WORK INSTRUCTION A: Summarize the Ali Gudlawe article in two sentences.
WORK INSTRUCTION B: From the Biography section of the Ali Gudlawe article, list every office it says he held.
WORK INSTRUCTION C: Reproduce the Ali Gudlawe article word for word, starting at "Gudlawe was the" and ending at "Somalis in Libya.".

Interim President of Hirshabelle
- In office 2 November 2020 – 12 December 2020
- Preceded by: Ali Abdullahi Osoble
- Succeeded by: Mohamed Abdi Ware
- In office 14 August 2017 – 16 September 2017

Personal details
- Born: Ali Abdullahi Hussein December 14, 1973 (age 52) Mahaday District, Middle Shabelle, Somalia
- Party: Independent
- Education: Somali International University

= Ali Gudlawe =

Somali politician

Ali Abdullahi Hussein (Cali Cabdullaahi Xuseen Guudlaawe, born 1974), better known as Ali Guudlaawe, is a Somali politician who has served as the President of Hirshabelle from 12 November 2020.

== Biography ==
Gudlawe completed his primary and secondary education in Jowhar. Then he received his undergraduate degree from Somali International University. He previously served as the Chief of Finance of the Middle Shabelle Regional Administration, during the Mohamed Dheere Administration from 2001 to 2006. He served as the deputy governor of Middle Shabelle during the Transitional Federal Government from 2007 to 2009.

Gudlawe was the governor of Middle Shabelle region in 2014 and 2016 and the interim president of Hirshabelle State in 2017.

In October 2016, he was elected Vice President of Hirshabelle State, presided over newly recruited HirShabelle State Police, and protested the enslavement of Somalis in Libya.

He became the president of Hirshabelle State again in 2020. Of the 99 members of Parliament, 86 were voted for by Ali Gudlawe while 13 others voted for Abdirahman Jimale Osman.

MATERIAL SHOWN:
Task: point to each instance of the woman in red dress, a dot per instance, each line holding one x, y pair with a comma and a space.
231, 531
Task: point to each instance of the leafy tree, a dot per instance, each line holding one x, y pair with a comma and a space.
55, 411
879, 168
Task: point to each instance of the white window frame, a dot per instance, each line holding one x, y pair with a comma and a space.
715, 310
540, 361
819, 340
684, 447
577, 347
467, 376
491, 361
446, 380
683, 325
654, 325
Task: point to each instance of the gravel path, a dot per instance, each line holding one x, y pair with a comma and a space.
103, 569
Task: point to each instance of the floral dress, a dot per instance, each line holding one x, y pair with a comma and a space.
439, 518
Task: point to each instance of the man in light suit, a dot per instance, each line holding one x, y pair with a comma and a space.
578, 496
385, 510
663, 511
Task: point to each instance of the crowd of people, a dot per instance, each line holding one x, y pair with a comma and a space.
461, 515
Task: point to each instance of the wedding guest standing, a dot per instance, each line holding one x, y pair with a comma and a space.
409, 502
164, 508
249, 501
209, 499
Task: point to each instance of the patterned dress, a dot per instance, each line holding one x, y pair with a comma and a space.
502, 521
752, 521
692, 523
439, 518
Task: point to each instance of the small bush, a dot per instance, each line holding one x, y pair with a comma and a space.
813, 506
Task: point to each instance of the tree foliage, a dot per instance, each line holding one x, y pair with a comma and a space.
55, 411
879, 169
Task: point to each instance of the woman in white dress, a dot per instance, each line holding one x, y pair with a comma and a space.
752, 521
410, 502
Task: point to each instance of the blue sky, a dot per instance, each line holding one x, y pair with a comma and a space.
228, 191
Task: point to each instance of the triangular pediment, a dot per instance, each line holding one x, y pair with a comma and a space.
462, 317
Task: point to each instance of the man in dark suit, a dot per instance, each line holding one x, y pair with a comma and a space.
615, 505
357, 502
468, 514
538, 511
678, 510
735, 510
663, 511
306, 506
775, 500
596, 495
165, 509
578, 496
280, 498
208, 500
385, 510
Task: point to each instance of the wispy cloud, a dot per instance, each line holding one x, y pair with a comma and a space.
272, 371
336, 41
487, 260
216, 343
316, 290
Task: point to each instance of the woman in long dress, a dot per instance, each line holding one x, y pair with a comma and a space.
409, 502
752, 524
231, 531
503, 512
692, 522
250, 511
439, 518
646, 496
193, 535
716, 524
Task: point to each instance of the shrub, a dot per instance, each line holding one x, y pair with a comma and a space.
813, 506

TASK SOLUTION A: Ali Abdullahi Hussein, better known as Ali Guudlaawe, is a Somali politician who completed his primary and secondary education in Jowhar and received an undergraduate degree from Somali International University. He served in the Middle Shabelle administration as Chief of Finance, deputy governor and governor, was elected Vice President of Hirshabelle State in October 2016, and became president of Hirshabelle State again in 2020.

TASK SOLUTION B:
- Chief of Finance of the Middle Shabelle Regional Administration
- Deputy governor of Middle Shabelle
- Governor of Middle Shabelle region
- Interim president of Hirshabelle State
- Vice President of Hirshabelle State
- President of Hirshabelle State

TASK SOLUTION C:
Gudlawe was the governor of Middle Shabelle region in 2014 and 2016 and the interim president of Hirshabelle State in 2017.

In October 2016, he was elected Vice President of Hirshabelle State, presided over newly recruited HirShabelle State Police, and protested the enslavement of Somalis in Libya.